[Start of section]

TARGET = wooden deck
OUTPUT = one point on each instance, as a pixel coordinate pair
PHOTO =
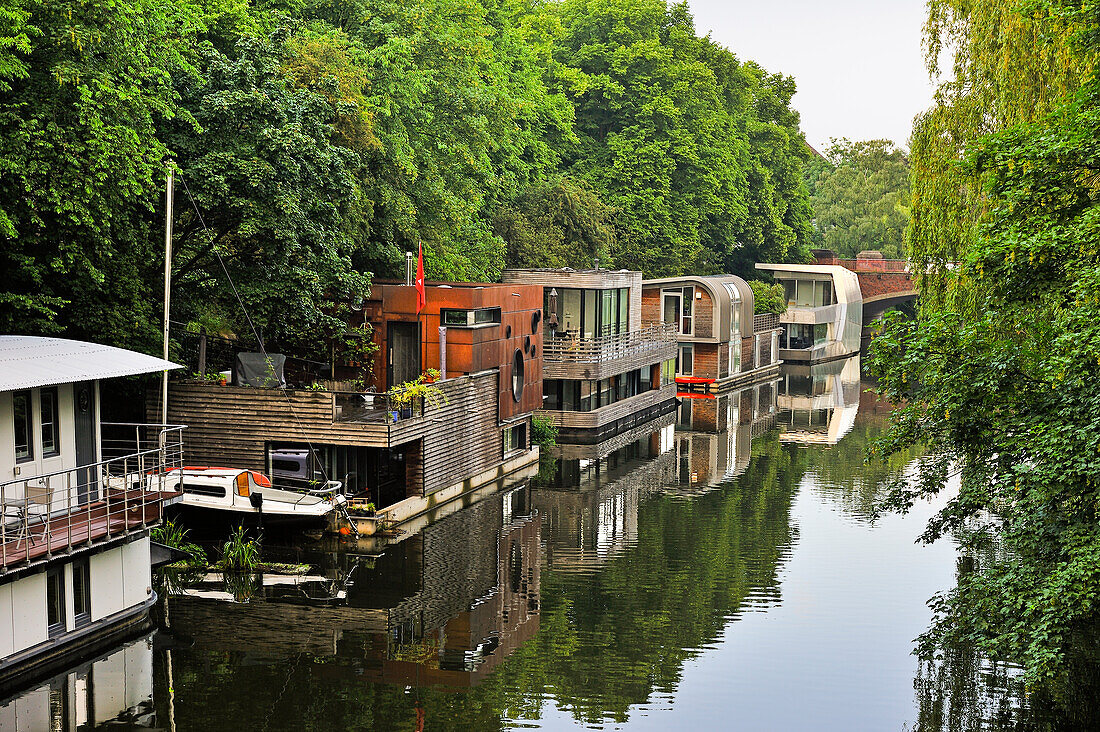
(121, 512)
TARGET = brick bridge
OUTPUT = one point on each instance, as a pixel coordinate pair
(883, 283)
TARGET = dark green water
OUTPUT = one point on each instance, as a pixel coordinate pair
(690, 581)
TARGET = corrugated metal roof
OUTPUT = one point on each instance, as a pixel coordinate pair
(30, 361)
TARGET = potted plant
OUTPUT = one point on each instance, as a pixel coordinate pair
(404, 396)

[End of section]
[Start of section]

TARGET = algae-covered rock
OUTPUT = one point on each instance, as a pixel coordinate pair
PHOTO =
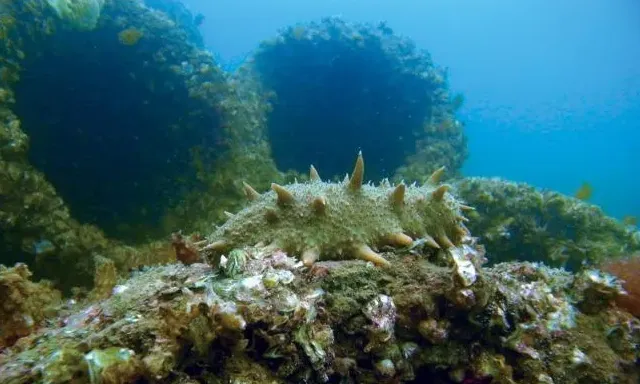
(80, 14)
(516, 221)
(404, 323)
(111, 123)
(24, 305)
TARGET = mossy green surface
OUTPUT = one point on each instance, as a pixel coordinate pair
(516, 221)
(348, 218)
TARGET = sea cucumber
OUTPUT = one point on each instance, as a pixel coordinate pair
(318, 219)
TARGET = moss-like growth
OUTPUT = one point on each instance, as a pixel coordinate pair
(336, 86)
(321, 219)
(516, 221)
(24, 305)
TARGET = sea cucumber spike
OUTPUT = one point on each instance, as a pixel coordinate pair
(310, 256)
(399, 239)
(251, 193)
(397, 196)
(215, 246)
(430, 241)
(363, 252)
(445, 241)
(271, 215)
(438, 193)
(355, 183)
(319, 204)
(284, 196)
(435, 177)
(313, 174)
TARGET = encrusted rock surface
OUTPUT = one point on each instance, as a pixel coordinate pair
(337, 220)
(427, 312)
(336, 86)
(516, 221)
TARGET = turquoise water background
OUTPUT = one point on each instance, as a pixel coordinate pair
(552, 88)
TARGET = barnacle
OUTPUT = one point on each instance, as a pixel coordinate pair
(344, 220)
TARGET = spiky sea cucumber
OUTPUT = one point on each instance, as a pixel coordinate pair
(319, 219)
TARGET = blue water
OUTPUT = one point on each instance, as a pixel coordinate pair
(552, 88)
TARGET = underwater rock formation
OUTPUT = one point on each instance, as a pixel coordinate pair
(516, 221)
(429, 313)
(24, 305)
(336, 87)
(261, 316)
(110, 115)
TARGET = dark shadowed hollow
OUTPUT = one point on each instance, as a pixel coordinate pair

[End of section]
[Start of section]

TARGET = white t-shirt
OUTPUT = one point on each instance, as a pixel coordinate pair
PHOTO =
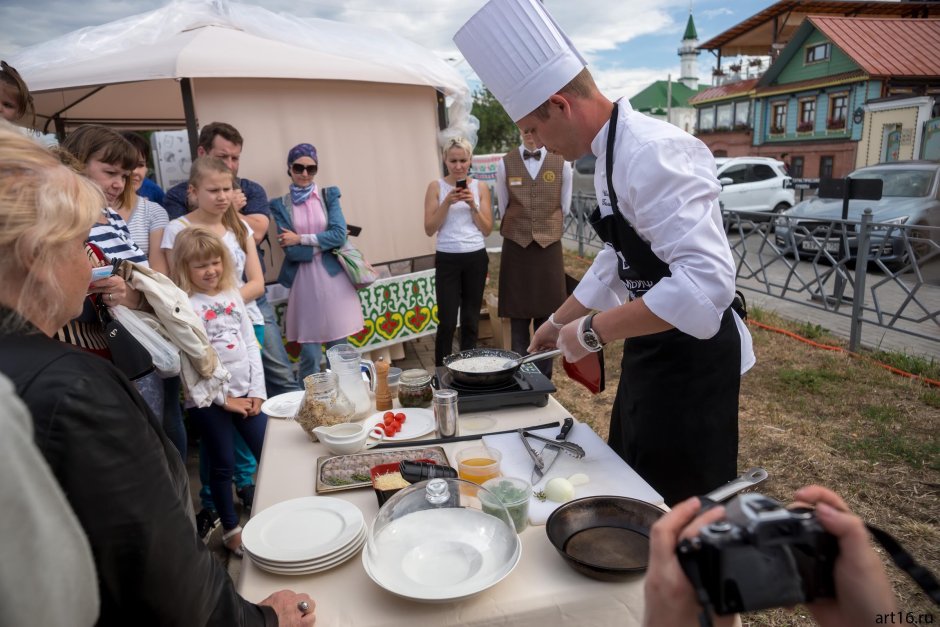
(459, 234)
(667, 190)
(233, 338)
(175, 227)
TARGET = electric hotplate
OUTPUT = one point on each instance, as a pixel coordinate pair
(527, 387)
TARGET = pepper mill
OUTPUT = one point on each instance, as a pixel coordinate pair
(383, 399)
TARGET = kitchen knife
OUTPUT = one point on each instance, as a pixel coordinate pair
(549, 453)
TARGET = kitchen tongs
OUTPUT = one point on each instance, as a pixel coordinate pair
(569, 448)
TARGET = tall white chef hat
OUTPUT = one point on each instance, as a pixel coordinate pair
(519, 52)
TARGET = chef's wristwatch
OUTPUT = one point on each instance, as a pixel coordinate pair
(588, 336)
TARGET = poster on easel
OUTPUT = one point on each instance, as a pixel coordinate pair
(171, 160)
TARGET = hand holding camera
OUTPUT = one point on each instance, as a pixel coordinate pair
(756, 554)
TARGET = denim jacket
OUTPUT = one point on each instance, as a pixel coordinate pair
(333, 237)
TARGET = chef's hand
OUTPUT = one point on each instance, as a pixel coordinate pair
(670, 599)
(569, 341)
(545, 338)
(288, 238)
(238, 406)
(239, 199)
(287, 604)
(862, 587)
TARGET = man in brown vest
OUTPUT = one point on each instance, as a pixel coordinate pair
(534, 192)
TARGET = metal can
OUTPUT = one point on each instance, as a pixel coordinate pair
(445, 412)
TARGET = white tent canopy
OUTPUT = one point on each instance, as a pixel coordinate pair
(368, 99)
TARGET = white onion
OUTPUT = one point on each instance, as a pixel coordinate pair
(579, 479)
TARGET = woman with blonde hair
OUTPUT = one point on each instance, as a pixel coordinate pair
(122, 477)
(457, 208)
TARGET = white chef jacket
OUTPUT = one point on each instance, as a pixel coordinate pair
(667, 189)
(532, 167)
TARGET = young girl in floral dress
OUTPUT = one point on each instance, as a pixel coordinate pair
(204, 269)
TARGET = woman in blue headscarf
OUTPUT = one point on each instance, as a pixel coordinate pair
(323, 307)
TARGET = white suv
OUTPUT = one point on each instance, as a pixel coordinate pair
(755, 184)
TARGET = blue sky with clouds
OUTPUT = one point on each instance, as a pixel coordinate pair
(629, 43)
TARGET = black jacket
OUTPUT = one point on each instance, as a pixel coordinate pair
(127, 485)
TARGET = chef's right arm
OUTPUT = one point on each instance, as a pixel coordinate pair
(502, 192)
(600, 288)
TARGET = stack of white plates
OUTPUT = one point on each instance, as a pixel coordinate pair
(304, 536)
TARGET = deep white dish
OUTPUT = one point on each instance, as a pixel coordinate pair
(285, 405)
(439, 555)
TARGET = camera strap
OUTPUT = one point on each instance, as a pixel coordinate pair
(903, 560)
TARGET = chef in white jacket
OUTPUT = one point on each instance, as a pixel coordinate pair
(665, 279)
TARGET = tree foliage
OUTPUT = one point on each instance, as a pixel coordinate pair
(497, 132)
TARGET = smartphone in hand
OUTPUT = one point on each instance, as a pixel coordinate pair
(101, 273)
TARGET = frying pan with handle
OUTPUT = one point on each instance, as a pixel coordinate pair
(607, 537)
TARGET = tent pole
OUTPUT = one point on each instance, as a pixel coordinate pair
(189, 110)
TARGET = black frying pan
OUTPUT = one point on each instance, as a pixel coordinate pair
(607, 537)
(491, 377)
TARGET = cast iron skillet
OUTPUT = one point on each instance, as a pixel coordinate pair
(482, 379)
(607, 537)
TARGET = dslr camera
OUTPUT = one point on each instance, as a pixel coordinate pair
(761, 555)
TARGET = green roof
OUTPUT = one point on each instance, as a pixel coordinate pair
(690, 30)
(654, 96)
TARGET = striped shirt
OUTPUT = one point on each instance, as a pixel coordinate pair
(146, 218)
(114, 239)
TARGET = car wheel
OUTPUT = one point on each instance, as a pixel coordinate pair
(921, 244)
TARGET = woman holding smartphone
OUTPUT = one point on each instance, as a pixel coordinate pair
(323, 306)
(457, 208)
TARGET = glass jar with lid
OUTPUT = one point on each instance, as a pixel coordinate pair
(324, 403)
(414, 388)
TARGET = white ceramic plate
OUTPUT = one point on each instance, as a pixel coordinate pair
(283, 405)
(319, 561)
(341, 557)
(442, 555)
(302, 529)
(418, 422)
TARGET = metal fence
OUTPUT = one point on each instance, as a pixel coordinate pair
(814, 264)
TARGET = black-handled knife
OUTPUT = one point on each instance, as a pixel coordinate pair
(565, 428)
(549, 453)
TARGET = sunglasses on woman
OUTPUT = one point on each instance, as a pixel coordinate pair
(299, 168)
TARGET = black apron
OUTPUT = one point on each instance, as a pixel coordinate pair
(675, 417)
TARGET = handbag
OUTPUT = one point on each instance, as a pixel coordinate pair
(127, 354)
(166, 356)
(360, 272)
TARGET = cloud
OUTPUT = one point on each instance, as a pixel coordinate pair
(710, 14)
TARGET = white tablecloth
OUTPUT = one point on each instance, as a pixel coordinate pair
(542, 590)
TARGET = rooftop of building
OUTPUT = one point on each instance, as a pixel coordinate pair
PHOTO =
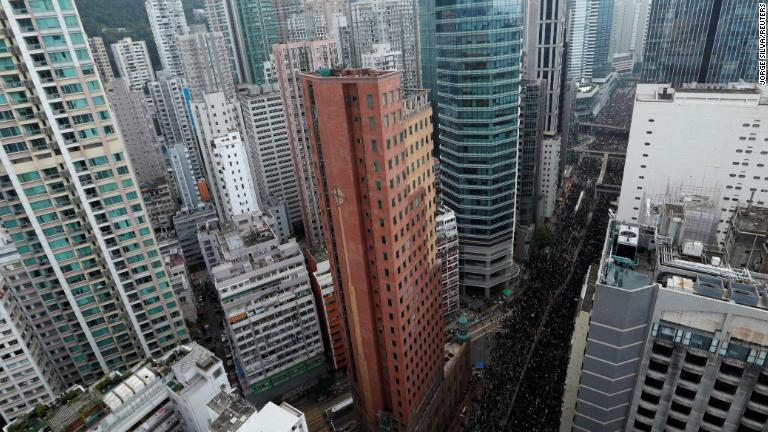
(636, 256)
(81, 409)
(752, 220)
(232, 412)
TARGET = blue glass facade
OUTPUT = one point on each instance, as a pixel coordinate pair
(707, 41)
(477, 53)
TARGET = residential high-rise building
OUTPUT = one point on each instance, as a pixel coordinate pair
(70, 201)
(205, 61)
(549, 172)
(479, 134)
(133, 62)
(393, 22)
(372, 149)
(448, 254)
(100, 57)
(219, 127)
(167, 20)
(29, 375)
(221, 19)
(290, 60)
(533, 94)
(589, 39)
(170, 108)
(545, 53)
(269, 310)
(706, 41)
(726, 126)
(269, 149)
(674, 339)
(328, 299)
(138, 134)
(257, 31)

[End of section]

(Goal of the exercise) Copy exactly the part of the material above that opens with the line containing "TARGET = wooden deck" and closes with the line containing "TARGET = potted plant", ends included. Drop the images.

(Solution to this task)
TARGET = wooden deck
OUTPUT = one point on each instance, as a pixel coordinate pair
PHOTO =
(121, 512)
TARGET = brick bridge
OUTPUT = one point on each instance, as a pixel coordinate pair
(883, 283)
TARGET = dark green water
OUTPUT = one point on each instance, as a pixel coordinate pair
(690, 581)
TARGET = corrugated metal roof
OUTPUT = one point on each instance, as a pixel coordinate pair
(30, 361)
TARGET = potted plant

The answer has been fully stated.